*** Block opens ***

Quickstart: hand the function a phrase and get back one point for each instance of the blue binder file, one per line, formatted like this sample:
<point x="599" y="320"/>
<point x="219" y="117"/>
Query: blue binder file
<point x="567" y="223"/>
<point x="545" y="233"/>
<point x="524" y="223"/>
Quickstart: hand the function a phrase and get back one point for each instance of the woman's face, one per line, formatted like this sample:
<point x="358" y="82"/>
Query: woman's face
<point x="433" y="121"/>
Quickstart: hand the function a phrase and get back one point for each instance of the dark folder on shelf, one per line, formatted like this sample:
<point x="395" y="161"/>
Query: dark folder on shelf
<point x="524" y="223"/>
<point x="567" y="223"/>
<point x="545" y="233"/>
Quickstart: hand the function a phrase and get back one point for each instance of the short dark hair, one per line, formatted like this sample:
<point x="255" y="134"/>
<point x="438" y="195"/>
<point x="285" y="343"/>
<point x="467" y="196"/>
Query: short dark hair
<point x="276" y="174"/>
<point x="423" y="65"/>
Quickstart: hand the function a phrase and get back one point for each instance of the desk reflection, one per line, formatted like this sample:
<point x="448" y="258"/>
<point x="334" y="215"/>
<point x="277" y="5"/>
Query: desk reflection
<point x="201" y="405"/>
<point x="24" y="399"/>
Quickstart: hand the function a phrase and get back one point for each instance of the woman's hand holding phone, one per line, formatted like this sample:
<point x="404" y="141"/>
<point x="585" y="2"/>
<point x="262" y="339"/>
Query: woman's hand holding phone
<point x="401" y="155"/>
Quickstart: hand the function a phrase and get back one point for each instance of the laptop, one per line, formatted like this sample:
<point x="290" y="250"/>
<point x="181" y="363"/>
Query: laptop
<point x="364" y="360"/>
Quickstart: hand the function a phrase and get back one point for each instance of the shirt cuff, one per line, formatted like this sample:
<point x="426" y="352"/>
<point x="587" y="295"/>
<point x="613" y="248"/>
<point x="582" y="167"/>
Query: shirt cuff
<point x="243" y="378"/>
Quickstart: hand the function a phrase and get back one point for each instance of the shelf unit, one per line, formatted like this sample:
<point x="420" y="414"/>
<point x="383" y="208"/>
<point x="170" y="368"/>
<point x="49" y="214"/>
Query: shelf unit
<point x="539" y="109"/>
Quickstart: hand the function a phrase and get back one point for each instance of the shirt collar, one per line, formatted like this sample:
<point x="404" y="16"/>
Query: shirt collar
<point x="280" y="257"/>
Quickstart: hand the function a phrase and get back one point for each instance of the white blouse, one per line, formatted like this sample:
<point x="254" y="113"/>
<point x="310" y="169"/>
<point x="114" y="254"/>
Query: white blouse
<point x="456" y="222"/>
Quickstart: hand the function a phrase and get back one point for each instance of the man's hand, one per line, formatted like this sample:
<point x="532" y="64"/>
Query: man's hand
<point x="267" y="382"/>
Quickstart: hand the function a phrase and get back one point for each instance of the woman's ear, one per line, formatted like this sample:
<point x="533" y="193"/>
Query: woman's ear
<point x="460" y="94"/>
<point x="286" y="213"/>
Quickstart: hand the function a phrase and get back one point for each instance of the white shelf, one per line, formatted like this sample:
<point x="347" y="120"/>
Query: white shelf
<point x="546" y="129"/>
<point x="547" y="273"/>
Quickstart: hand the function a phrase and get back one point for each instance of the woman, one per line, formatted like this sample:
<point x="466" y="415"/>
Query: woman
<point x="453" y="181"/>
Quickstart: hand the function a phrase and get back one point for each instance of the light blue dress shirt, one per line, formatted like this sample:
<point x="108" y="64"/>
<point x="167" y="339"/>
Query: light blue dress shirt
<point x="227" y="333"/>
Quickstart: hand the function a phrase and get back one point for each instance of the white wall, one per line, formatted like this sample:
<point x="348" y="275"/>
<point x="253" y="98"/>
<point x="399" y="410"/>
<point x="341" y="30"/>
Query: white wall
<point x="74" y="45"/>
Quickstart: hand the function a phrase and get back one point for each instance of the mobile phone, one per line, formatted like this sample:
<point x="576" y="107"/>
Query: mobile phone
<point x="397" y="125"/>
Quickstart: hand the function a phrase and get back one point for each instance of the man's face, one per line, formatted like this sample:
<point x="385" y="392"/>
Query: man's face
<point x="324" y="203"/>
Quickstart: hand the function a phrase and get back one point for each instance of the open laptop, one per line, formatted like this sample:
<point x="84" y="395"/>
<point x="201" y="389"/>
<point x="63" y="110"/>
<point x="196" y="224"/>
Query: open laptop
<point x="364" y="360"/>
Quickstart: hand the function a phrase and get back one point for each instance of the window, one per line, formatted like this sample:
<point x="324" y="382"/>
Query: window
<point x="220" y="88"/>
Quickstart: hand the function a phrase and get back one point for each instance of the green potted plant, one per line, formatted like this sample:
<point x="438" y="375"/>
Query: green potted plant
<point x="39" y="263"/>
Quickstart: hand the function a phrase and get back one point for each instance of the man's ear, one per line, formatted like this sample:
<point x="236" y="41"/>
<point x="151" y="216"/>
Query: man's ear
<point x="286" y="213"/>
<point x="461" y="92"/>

*** Block closes ***

- _PROBLEM TO WORK ON_: Please quote the records above exactly, without skipping a line.

- _SOLUTION TO THIS PROBLEM_:
Quickstart: hand the function a phrase and get back one point for each instance of the blue binder file, one per line, formatted like this sample:
<point x="599" y="320"/>
<point x="219" y="117"/>
Query: blue binder file
<point x="567" y="223"/>
<point x="545" y="233"/>
<point x="524" y="223"/>
Quickstart: hand the function a phrase and get back one point for each instance of the woman's face, one per line, formatted like this sample:
<point x="358" y="82"/>
Query: woman's face
<point x="433" y="121"/>
Quickstart: hand the function a phrase and get back one point for each instance of the dark folder on shelf, one per line, formatted like this sample:
<point x="395" y="161"/>
Query: dark folder on shelf
<point x="524" y="223"/>
<point x="567" y="223"/>
<point x="545" y="233"/>
Quickstart: hand the function a phrase and get back one point for each instance of the short dark hair, one per line, formatted like this sample:
<point x="255" y="134"/>
<point x="438" y="195"/>
<point x="285" y="343"/>
<point x="467" y="196"/>
Query: short dark hair
<point x="276" y="174"/>
<point x="423" y="65"/>
Quickstart: hand the function a phrase and get back one point for each instance of the desk reflection, one per line, formatted like this sample:
<point x="448" y="258"/>
<point x="334" y="215"/>
<point x="277" y="5"/>
Query: desk reflection
<point x="201" y="405"/>
<point x="24" y="399"/>
Quickstart: hand the function a phrase and get back one point for each instance of the woman's hand holding phone, one per line, formatted like this sample:
<point x="404" y="141"/>
<point x="585" y="2"/>
<point x="262" y="339"/>
Query: woman's hand holding phone
<point x="401" y="155"/>
Quickstart: hand the function a phrase and get back one point for each instance of the laptop, one per line, formatted like this sample:
<point x="290" y="250"/>
<point x="181" y="363"/>
Query: laptop
<point x="364" y="360"/>
Quickstart: hand the function a phrase and get back one point for each instance of the shirt cuff, one per line, formatted like this sample:
<point x="426" y="352"/>
<point x="587" y="295"/>
<point x="613" y="248"/>
<point x="582" y="167"/>
Query: shirt cuff
<point x="243" y="378"/>
Quickstart: hand the function a phrase and get back one point for each instance of the shelf unit, one per line, formatted like this sample:
<point x="420" y="414"/>
<point x="383" y="208"/>
<point x="170" y="368"/>
<point x="49" y="214"/>
Query: shelf unit
<point x="539" y="109"/>
Quickstart: hand the function a phrase and get back one point for each instance of the shirt collar, one per line, formatted like this sample:
<point x="404" y="16"/>
Query: shirt collar
<point x="280" y="257"/>
Quickstart: hand the function a phrase and get back one point for each instance of the white blouse, one per line, formatted like this sample:
<point x="254" y="113"/>
<point x="310" y="169"/>
<point x="114" y="254"/>
Query: white blouse
<point x="456" y="222"/>
Quickstart: hand the function a phrase and get back one point for each instance of the man's hand, one per line, formatted like this sample:
<point x="532" y="64"/>
Query: man's hand
<point x="267" y="382"/>
Quickstart: hand the function a phrase and get back one point for each instance of the woman's ear, one per line, formatted like this sample:
<point x="533" y="193"/>
Query: woman's ear
<point x="460" y="94"/>
<point x="286" y="213"/>
Quickstart: hand the function a phrase and get back one point for each instance of the white shelf, one per line, formatted like this sample:
<point x="347" y="120"/>
Query: white shelf
<point x="546" y="129"/>
<point x="547" y="273"/>
Quickstart: hand the function a phrase and get back one point for each instance of the woman, one per line, formatted like this sample:
<point x="466" y="415"/>
Query: woman
<point x="453" y="181"/>
Quickstart: hand the function a phrase and get back one point for each instance of the light blue dress shirt, one per line, formatted like this sample:
<point x="108" y="64"/>
<point x="167" y="339"/>
Query: light blue dress shirt
<point x="227" y="333"/>
Quickstart: hand the function a phrase and get back one point for each instance of the white wall, one per line, formatted like this sample:
<point x="348" y="275"/>
<point x="253" y="98"/>
<point x="399" y="410"/>
<point x="341" y="30"/>
Query: white wall
<point x="74" y="45"/>
Quickstart: hand the function a phrase and get back one point for each instance of the mobile phone, one per line, formatted like this sample:
<point x="576" y="107"/>
Query: mobile phone
<point x="397" y="125"/>
Quickstart: hand the function a phrase and get back one point for each instance of the man's face, one per line, formatted like this sample:
<point x="385" y="392"/>
Query: man's face
<point x="324" y="203"/>
Quickstart: hand the function a phrase and get back one point for each instance of the open laptop, one per line, formatted like this sample:
<point x="84" y="395"/>
<point x="201" y="389"/>
<point x="63" y="110"/>
<point x="196" y="224"/>
Query: open laptop
<point x="364" y="360"/>
Quickstart: hand the function a phrase and get back one point for each instance of the window, one per line, formatted like this sample:
<point x="324" y="382"/>
Query: window
<point x="220" y="88"/>
Quickstart: hand the function a phrase and get back one point for each instance of the green potted plant, one per line, formatted like this sample:
<point x="438" y="375"/>
Query: green potted plant
<point x="39" y="263"/>
Quickstart: hand the function a phrase and get back one point for each instance of the man's ear, one per line, formatted like this sample:
<point x="236" y="41"/>
<point x="151" y="216"/>
Query: man's ear
<point x="286" y="213"/>
<point x="461" y="92"/>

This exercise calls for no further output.